**Document section:**
RE: Bug when using both "set" and "blink" functions

linux-leds.vger.kernel.org archive mirror
 help / color / mirror / Atom feed

From: Craig McQueen <craig.mcqueen@innerrange.com.au>
To: Jacek Anaszewski <jacek.anaszewski@gmail.com>,
	"linux-leds@vger.kernel.org" <linux-leds@vger.kernel.org>
Subject: RE: Bug when using both "set" and "blink" functions
Date: Tue, 28 Nov 2017 23:40:22 +0000	[thread overview]
Message-ID: <8154b8b552d44f88b6535e08a693e21a@innerrange.com.au> (raw)
In-Reply-To: <2eb5e0dc-dfc0-97f1-319b-5e8e0507528f@gmail.com>

Jacek Anaszewski wrote:
> On 11/28/2017 10:35 PM, Jacek Anaszewski wrote:
> > On 11/28/2017 05:32 AM, Craig McQueen wrote:
> >> Jacek Anaszewski wrote:
> >>> On 11/27/2017 07:51 AM, Craig McQueen wrote:
> >>>> Jacek Anaszewski wrote:
> >>>>> I checked earlier discussed case i.e. disabling trigger and
> >>>>> immediately setting brightness to non-zero value and it seems to
> >>>>> work fine. Checked with uleds
> >>>>> driver:
> >>>>>
> >>>>> # echo "timer" > trigger
> >>>>> # echo 0 > brightness; echo 100 > brightness
> >>>>>
> >>>>> Brightness always is 100 after that, even when setting delay_on/off to
> 1.

**What you will do:**
1. Rewrite the paragraph beginning "I checked earlier discussed case" in the LED mailing-list message as one shorter sentence that keeps its main facts.
2. Write what comes next in the LED mailing-list message, starting after its last line.

**Raw records:**
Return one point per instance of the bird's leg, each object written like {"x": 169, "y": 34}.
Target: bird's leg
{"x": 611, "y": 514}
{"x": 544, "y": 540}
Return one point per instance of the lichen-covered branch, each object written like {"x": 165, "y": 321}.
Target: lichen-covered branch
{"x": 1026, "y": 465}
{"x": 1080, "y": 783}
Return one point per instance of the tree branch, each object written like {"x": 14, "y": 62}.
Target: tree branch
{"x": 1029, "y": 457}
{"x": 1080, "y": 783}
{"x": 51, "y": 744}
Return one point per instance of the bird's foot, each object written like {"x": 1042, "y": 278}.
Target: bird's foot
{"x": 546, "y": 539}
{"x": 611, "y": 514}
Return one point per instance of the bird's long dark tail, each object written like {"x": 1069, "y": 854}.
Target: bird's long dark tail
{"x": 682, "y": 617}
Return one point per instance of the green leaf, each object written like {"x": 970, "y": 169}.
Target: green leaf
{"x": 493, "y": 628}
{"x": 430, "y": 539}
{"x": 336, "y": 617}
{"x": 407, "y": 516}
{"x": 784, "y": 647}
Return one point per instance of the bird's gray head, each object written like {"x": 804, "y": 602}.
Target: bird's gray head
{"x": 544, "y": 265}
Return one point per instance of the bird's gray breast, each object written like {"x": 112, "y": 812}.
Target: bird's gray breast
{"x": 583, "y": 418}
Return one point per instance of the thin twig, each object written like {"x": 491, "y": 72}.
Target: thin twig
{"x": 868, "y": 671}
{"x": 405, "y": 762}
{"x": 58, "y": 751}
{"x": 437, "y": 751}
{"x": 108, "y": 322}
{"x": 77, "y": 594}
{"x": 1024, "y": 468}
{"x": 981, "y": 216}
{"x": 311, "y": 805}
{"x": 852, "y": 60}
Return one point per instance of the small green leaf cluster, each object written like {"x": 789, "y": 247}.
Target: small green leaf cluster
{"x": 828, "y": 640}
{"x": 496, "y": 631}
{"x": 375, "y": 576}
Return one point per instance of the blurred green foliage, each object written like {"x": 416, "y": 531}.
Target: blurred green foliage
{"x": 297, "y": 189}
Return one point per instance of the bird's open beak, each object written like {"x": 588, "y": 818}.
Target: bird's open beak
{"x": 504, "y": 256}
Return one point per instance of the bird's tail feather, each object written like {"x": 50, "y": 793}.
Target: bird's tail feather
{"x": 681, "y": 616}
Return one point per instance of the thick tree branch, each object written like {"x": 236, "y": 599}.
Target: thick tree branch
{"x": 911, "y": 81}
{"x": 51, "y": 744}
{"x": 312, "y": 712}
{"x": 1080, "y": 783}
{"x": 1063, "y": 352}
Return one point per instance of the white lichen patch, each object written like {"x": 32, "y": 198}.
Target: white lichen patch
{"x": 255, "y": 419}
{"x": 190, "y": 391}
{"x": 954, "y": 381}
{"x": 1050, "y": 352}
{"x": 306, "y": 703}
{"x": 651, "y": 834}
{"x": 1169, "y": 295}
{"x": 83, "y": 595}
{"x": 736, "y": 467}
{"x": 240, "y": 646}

**Per-task answers:**
1. A test with the uleds driver of disabling the trigger and immediately setting brightness to a non-zero value showed that this case seems to work fine.

2.
> >>>>
> >>>> I still think there's a race condition, but you don't discover it
> >>>> when using
> >>> userspace, because there's sufficient time between setting the
> >>> brightness to
> >>> 0 and later 100, for LED_BLINK_DISABLE to be processed in-between.
> >>>>
> >>>> But I'm using a custom kernel driver that tries to go from blinking
> >>>> to steady-
> >>> on using these function calls:
> >>>>
> >>>> 		led_trigger_event(trigger, LED_OFF);   /* which calls
> >>> led_set_brightness(led_cdev, LED_OFF) */
> >>>> 		led_trigger_event(trigger, LED_FULL);  /* which calls
> >>>> led_set_brightness(led_cdev, LED_FULL) */
> >>>>
> >>>> In this case, LED_BLINK_DISABLE is not yet processed before the
> >>>> second
> >>> function call, so the second function call becomes ineffective,
> >>> because the pending LED_BLINK_DISABLE is later processed, turning
> >>> off the LED and leaving it off.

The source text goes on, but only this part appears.